**TRECHO DO DOCUMENTO:**
**********
Se o leitor atento pegar uma calculadora, fizer uma busca no google e somar todos os milhões anunciados recentemente pelo governo do Tocantins como recursos garantidos para investimentos em obras; mais o que os parlamentares anunciam como conquista sua também para programas e obras; mais o que o governo federal anuncia para os seus programas, chegaremos a uma cifra impronunciável.

 

A vontade de mostrar que está fazendo vai levando cada protagonista da  cena política e administrativa do Estado a buscar a imprensa e divulgar, anunciar, alardear o que está conquistando na sua atuação diária, em benefício dos que representa.

 

É a roda viva que sustenta a política: campanha, busca do voto, eleição, mandato e o retorno em obras, que gerem empregos ou programas que gerem melhoria de vida, etc e tal.

 

O problema é que os anúncios são em grande número e a mudança na vida diária acontece bem mais lentamente. E atrás das grandes cifras, normalmente tem grandes negócios, gente ganhando muito dinheiro, seja intermediando, seja liberando pagamentos.

 

No dito popular a verdade é que são muitos criando dificuldade para vender  facilidades.
**********
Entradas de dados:
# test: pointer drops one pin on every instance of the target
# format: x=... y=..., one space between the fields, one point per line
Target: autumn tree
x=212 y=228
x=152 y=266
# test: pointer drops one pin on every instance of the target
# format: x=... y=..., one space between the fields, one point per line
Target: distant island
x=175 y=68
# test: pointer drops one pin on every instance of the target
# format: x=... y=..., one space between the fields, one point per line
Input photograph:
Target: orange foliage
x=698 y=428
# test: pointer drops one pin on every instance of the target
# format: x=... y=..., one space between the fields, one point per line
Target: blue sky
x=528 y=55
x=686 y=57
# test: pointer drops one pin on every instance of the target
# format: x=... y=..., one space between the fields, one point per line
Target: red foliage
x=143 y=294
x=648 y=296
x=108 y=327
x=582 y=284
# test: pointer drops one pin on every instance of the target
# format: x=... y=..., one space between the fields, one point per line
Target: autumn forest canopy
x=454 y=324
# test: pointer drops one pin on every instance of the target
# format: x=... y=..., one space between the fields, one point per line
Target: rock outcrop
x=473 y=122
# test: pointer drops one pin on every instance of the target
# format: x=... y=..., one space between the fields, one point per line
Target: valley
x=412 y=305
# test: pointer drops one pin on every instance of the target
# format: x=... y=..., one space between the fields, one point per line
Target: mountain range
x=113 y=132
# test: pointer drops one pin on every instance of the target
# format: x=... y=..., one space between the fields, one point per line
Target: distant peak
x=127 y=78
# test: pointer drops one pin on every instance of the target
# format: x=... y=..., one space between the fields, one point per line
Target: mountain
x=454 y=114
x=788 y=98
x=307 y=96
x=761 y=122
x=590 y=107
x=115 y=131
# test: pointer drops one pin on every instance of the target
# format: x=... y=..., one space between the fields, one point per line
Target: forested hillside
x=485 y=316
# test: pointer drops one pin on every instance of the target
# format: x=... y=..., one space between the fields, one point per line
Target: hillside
**********
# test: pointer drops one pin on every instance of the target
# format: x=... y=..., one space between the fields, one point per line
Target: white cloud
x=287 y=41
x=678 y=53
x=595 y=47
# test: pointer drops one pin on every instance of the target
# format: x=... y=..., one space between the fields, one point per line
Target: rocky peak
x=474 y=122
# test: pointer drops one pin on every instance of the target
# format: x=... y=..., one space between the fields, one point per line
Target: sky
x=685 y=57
**********
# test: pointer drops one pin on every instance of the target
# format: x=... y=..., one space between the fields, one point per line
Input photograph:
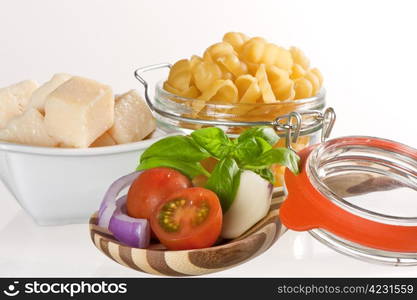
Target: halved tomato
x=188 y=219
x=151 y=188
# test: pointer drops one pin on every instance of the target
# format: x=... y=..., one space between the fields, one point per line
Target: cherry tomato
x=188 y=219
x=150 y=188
**********
**QUESTÃO PROPOSTA:**
Responda com base no trecho sobre os anúncios de recursos no Tocantins:
1. O que cada protagonista da cena política e administrativa do Estado busca para divulgar suas conquistas?
2. Quais etapas formam a "roda viva que sustenta a política"?
3. O que acontece bem mais lentamente do que os anúncios?
O material não é necessário aqui.

**RESPOSTA RESOLVIDA:**
1. A imprensa.
2. Campanha, busca do voto, eleição, mandato e o retorno em obras, que gerem empregos, ou programas, que gerem melhoria de vida.
3. A mudança na vida diária.